Dans certains pays, et notamment au Brésil, des associations d’aide aux personnes suicidaires ont signalé que les appels sur leurs lignes d’écoute avaient doublé depuis le début de la diffusion de la série, et qu’elles avaient reçu des messages mentionnant explicitement celle-ci comme la raison les ayant poussées à chercher de l’aide.

En montrant en détail des signes avant-coureurs du suicide, en évoquant de manière plus complexe que ce que laisse entendre son titre les causes possibles, et en abordant ce que vivent les proches, 13 Reasons Why suit pourtant plutôt les recommandations des spécialistes de la prévention.

Une étude menée en 1996 sur les conséquences du suicide du chanteur de Nirvana, Kurt Cobain, tendait à montrer que l’évocation du deuil de ses proches et le fait que son suicide fut violent faisaient partie des facteurs qui avaient limité un « effet d’entraînement » constaté en d’autres occasions après le suicide d’une célébrité. La série semble avoir lancé une discussion d’une ampleur rare sur les réseaux sociaux sur un sujet toujours tabou.

Quelques messages parmi des milliers.

Mème et harcèlement

Sur les réseaux sociaux, la série a aussi été à l’origine d’une large discussion sur le harcèlement et le sexisme, thèmes largement traités au long des treize épisodes. Une discussion largement animée par un mème très diffusé sur Twitter, baptisé « Welcome to Your Tape ».

Dans ce détournement, dont il existe des dizaines de variantes, Hannah demande une chose anodine, se voit opposer un refus, et réplique « bienvenue dans ta cassette » (« Welcome to your tape »). Une caricature de la manière dont sont construits les épisodes de la série : chacun présente une personne accusée par Hannah d’être responsable de sa mort, guidée par la voix de l’héroïne, qui lui souhaite « bienvenue dans ta cassette ».

Ces « blagues » ont particulièrement agacé les nombreuses personnes qui ont apprécié le message porté par la série contre le harcèlement au quotidien. « Rien ne m’énerve plus que tous ces mèmes “welcome to your tape”, écrit ainsi une internaute sur Twitter. Le principe même de 13 Reasons Why, c’était de montrer que ce genre de trucs n’est pas une blague. » « Le fait que des gens fassent des mèmes sur 13 Reasons Why ne fait que confirmer littéralement ce que pense Hannah Baker de notre société », écrit une autre sur Tumblr.

Plus précisément, de nombreux commentateurs soulignent que ce mème reprend l’une des accusations portées contre Hannah dans la série : elle serait une drama queen, en quête perpétuelle d’attention — sous-entendu, il ne faut pas l’écouter. Un mécanisme classique consistant à accuser la victime, et dénoncé de longue date par les associations d’aide.
········
▸ CONSIGNES
a. Traduisez en anglais cette phrase de l'article sur 13 Reasons Why : « La série semble avoir lancé une discussion d'une ampleur rare sur les réseaux sociaux sur un sujet toujours tabou. »
b. Disposez en tableau Markdown les lignes de la liste, du début jusqu'à la ligne contenant "[7,31,715,56]", celle-ci comprise, avec les colonnes « N° » et « Ligne de la liste ». Omettez les lignes vides et, s'il vous plaît, laissez les images de côté.
L'article et la liste qui suit proviennent de sources distinctes.

▸ DONNÉES À TRAITER
········
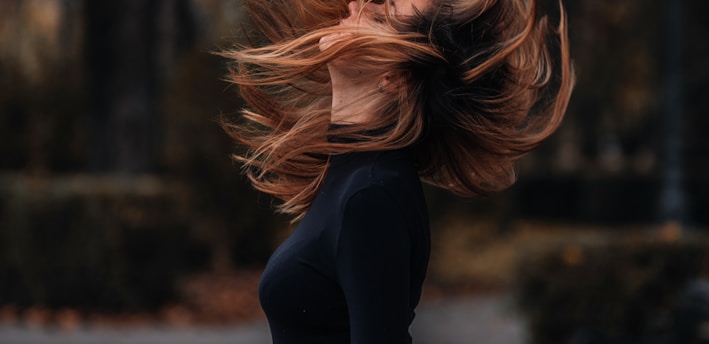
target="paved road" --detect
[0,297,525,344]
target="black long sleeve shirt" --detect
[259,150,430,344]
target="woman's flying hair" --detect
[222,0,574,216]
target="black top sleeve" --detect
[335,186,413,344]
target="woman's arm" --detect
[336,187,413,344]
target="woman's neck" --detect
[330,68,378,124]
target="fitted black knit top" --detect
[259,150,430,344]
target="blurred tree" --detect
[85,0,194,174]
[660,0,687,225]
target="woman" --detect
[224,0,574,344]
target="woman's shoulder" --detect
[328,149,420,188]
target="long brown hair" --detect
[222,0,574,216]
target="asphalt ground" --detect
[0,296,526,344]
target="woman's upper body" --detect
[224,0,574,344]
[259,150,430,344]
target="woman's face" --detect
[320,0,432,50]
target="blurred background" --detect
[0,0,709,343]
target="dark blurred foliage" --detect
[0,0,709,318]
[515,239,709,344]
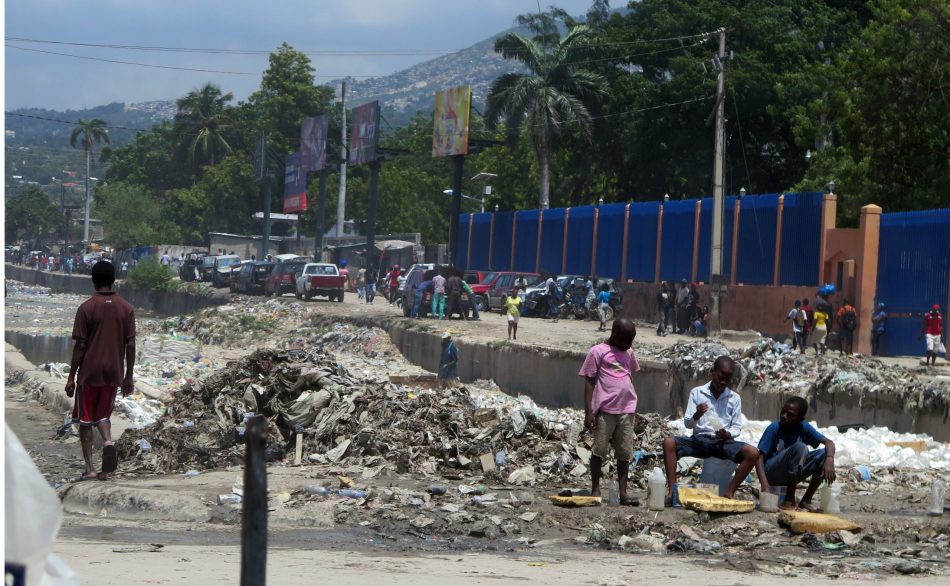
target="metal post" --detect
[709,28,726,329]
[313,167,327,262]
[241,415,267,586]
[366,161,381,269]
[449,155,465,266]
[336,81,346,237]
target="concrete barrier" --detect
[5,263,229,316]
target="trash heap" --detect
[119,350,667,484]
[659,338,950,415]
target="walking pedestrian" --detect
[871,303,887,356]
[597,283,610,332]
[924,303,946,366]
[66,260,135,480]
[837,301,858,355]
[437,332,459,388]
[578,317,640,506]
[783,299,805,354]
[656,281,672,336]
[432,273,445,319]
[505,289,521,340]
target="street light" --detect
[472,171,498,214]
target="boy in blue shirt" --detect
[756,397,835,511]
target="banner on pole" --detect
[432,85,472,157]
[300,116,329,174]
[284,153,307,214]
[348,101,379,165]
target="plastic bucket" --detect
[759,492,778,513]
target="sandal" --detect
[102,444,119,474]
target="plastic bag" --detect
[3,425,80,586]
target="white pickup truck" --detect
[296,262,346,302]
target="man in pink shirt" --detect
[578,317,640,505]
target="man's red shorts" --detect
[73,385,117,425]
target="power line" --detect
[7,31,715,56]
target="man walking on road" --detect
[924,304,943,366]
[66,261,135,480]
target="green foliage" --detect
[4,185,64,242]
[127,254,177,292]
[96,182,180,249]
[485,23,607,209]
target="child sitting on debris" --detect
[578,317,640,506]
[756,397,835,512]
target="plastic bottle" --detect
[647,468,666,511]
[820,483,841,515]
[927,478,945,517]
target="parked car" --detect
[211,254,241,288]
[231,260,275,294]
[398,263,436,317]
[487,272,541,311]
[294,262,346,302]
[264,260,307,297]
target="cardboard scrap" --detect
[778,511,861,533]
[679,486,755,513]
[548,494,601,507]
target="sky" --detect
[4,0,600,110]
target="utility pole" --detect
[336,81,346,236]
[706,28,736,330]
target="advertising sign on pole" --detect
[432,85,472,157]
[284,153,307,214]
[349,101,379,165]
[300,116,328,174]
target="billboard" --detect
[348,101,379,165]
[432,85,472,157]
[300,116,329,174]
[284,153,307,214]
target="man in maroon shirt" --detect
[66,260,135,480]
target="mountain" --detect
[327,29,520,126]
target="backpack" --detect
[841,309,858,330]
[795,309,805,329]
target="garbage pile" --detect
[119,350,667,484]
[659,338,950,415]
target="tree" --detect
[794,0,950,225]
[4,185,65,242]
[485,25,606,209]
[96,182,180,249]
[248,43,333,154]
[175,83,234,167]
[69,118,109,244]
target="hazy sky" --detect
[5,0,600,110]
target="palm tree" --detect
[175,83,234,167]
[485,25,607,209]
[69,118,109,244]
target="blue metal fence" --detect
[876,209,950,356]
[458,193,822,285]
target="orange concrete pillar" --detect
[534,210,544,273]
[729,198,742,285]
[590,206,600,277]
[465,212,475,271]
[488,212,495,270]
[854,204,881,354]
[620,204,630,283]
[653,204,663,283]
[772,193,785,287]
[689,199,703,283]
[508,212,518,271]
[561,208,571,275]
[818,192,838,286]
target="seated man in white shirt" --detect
········
▸ RÉSULTATS OBTENUS
a. The series seems to have started a discussion of rare scale on social media about a subject that is still taboo.

b.
| N° | Ligne de la liste |
|---|---|
| 1 | target="paved road" --detect |
| 2 | [0,297,525,344] |
| 3 | target="black long sleeve shirt" --detect |
| 4 | [259,150,430,344] |
| 5 | target="woman's flying hair" --detect |
| 6 | [222,0,574,216] |
| 7 | target="black top sleeve" --detect |
| 8 | [335,186,413,344] |
| 9 | target="woman's arm" --detect |
| 10 | [336,187,413,344] |
| 11 | target="woman's neck" --detect |
| 12 | [330,68,378,124] |
| 13 | target="fitted black knit top" --detect |
| 14 | [259,150,430,344] |
| 15 | target="blurred tree" --detect |
| 16 | [85,0,194,174] |
| 17 | [660,0,687,225] |
| 18 | target="woman" --detect |
| 19 | [224,0,574,344] |
| 20 | target="woman's shoulder" --detect |
| 21 | [328,149,420,188] |
| 22 | target="long brown hair" --detect |
| 23 | [222,0,574,216] |
| 24 | target="asphalt ground" --detect |
| 25 | [0,296,526,344] |
| 26 | target="woman's upper body" --detect |
| 27 | [224,0,574,344] |
| 28 | [259,150,430,344] |
| 29 | target="woman's face" --detect |
| 30 | [320,0,432,50] |
| 31 | target="blurred background" --detect |
| 32 | [0,0,709,343] |
| 33 | target="dark blurred foliage" --detect |
| 34 | [0,0,709,318] |
| 35 | [515,239,709,344] |
| 36 | target="metal post" --detect |
| 37 | [709,28,726,329] |
| 38 | [313,167,327,262] |
| 39 | [241,415,267,586] |
| 40 | [366,161,381,269] |
| 41 | [449,155,465,266] |
| 42 | [336,81,346,237] |
| 43 | target="concrete barrier" --detect |
| 44 | [5,263,229,316] |
| 45 | target="trash heap" --detect |
| 46 | [119,350,667,484] |
| 47 | [659,338,950,415] |
| 48 | target="walking pedestrian" --detect |
| 49 | [871,303,887,356] |
| 50 | [597,283,610,332] |
| 51 | [924,303,946,366] |
| 52 | [66,260,135,480] |
| 53 | [837,301,858,355] |
| 54 | [437,332,459,388] |
| 55 | [578,317,640,506] |
| 56 | [783,299,805,354] |
| 57 | [656,281,672,336] |
| 58 | [432,273,445,319] |
| 59 | [505,289,521,340] |
| 60 | target="street light" --detect |
| 61 | [472,171,498,214] |
| 62 | target="boy in blue shirt" --detect |
| 63 | [756,397,835,511] |
| 64 | target="banner on pole" --detect |
| 65 | [432,85,472,157] |
| 66 | [300,116,329,174] |
| 67 | [284,153,307,214] |
| 68 | [348,101,379,165] |
| 69 | target="plastic bucket" --detect |
| 70 | [759,492,778,513] |
| 71 | target="sandal" --detect |
| 72 | [102,444,119,474] |
| 73 | target="plastic bag" --detect |
| 74 | [3,425,80,586] |
| 75 | target="white pickup truck" --detect |
| 76 | [296,262,346,302] |
| 77 | target="man in pink shirt" --detect |
| 78 | [578,317,640,505] |
| 79 | target="man's red shorts" --detect |
| 80 | [73,385,117,425] |
| 81 | target="power line" --detect |
| 82 | [7,31,715,56] |